> Work instructions: Beginning with the line where "[pin] second red farm machine -- one per line" occurs, transcribe every line exactly through the last line of the listing below, and no others.

_ _ _ _ _

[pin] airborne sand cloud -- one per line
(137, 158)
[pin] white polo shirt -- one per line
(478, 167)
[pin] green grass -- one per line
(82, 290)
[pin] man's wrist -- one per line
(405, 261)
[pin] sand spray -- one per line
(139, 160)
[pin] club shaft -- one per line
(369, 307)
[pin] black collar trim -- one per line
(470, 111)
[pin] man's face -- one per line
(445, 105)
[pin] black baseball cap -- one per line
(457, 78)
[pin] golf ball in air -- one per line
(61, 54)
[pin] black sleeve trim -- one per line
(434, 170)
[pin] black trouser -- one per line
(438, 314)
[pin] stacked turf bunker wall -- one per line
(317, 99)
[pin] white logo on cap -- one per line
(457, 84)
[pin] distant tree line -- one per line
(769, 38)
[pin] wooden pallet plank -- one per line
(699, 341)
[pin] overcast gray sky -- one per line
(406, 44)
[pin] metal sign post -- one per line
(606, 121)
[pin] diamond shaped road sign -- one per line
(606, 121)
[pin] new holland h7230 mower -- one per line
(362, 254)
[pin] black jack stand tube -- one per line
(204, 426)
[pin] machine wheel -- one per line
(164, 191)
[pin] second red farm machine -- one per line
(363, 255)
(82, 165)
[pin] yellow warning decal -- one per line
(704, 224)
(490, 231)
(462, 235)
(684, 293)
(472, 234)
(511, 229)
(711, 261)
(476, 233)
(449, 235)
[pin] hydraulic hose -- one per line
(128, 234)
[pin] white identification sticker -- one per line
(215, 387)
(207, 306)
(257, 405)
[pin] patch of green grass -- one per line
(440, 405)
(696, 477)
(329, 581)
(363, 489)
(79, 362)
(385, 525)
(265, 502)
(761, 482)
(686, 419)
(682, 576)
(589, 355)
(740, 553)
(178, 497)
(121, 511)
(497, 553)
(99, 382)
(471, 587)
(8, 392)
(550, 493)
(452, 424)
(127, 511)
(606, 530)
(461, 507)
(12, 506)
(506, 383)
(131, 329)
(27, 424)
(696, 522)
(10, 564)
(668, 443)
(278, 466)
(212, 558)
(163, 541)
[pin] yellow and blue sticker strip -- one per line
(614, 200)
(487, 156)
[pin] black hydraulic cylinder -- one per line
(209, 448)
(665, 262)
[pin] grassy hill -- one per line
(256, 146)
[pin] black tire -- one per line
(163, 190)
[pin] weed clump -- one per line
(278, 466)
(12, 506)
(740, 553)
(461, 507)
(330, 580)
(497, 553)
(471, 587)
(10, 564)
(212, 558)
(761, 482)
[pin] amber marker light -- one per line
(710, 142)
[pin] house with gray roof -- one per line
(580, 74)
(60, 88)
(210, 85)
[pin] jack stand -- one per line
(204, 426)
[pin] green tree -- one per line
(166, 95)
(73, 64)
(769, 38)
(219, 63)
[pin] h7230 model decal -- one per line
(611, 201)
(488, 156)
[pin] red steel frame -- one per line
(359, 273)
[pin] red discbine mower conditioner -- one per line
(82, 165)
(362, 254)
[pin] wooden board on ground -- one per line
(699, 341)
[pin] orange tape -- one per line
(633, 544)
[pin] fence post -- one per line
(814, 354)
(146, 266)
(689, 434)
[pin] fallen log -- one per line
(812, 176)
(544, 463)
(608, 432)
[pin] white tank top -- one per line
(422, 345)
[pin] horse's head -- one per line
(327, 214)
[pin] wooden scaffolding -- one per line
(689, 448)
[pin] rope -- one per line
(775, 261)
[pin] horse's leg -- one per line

_ _ _ _ _

> Answer below:
[pin] second red farm machine -- one per line
(363, 255)
(82, 165)
[pin] yellow warning decal -- one per line
(704, 224)
(490, 231)
(462, 235)
(684, 293)
(472, 234)
(511, 229)
(711, 261)
(476, 233)
(449, 235)
[pin] hydraulic hose -- one per line
(128, 234)
[pin] white identification sticker -- one per line
(215, 387)
(207, 306)
(257, 405)
[pin] patch of green grass -- one per line
(440, 405)
(696, 477)
(329, 581)
(363, 489)
(79, 362)
(385, 525)
(265, 502)
(761, 482)
(686, 419)
(682, 576)
(589, 355)
(740, 553)
(178, 497)
(121, 511)
(497, 553)
(99, 382)
(471, 587)
(8, 392)
(550, 493)
(452, 424)
(127, 511)
(606, 530)
(461, 507)
(12, 506)
(506, 383)
(131, 329)
(27, 424)
(696, 522)
(10, 564)
(668, 443)
(278, 466)
(212, 558)
(163, 541)
[pin] yellow and blue sticker strip -- one per line
(614, 200)
(487, 156)
[pin] black hydraulic cylinder -- one per line
(209, 448)
(665, 262)
[pin] grassy hill -- one per line
(256, 146)
[pin] black tire -- one per line
(163, 190)
[pin] weed clump -- one per line
(278, 466)
(12, 506)
(740, 553)
(461, 507)
(330, 580)
(497, 553)
(471, 587)
(10, 564)
(212, 558)
(761, 482)
[pin] amber marker light -- one per line
(710, 142)
[pin] house with gray roof -- one per line
(580, 74)
(60, 88)
(210, 85)
[pin] jack stand -- one per line
(204, 426)
[pin] green tree -- one per line
(166, 95)
(73, 64)
(769, 38)
(219, 63)
[pin] h7230 model decal -- one per line
(611, 201)
(488, 156)
[pin] red steel frame -- one per line
(359, 273)
[pin] red discbine mower conditioner -- one per line
(82, 165)
(362, 254)
[pin] wooden board on ground -- one per line
(699, 341)
[pin] orange tape -- one per line
(633, 544)
[pin] fence post -- one per line
(814, 354)
(146, 266)
(689, 434)
[pin] fallen log -- one per line
(812, 176)
(544, 463)
(608, 432)
[pin] white tank top -- one per line
(422, 345)
[pin] horse's head -- one per line
(327, 214)
[pin] wooden scaffolding -- one per line
(689, 448)
[pin] rope -- one per line
(775, 261)
[pin] horse's leg -- one per line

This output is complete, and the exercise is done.